** Opening Input data block **

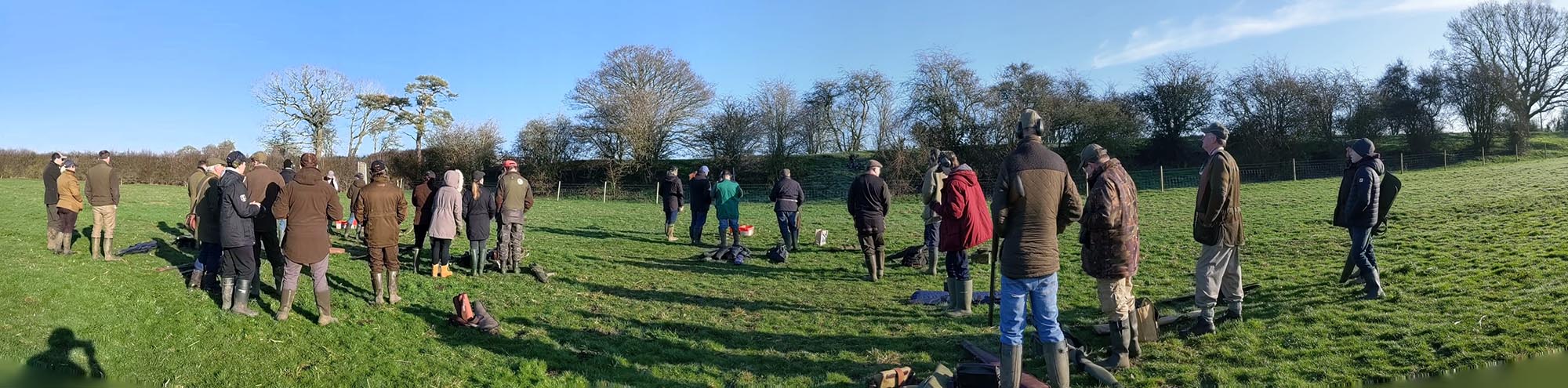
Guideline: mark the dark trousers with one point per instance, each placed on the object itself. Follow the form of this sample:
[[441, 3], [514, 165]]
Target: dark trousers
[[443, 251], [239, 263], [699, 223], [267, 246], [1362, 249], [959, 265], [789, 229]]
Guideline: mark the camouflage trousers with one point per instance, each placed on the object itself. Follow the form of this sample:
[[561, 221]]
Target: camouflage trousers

** Closing Input data block **

■ **What is needed**:
Print the whole listing above exactly, and keep every picture out of the copy.

■ **Answer below**:
Guideline: mark the dark trousers with one point per instance, each placed on the object itself. Follow the form of this sample:
[[441, 3], [514, 165]]
Target: dark trousers
[[443, 251], [239, 263], [699, 223], [267, 246], [1362, 249], [959, 265], [789, 229]]
Guideline: mark the camouflage trousers with one point per instance, each placed on the object itself. Follow the form of this sample:
[[561, 221]]
Target: camouflage trousers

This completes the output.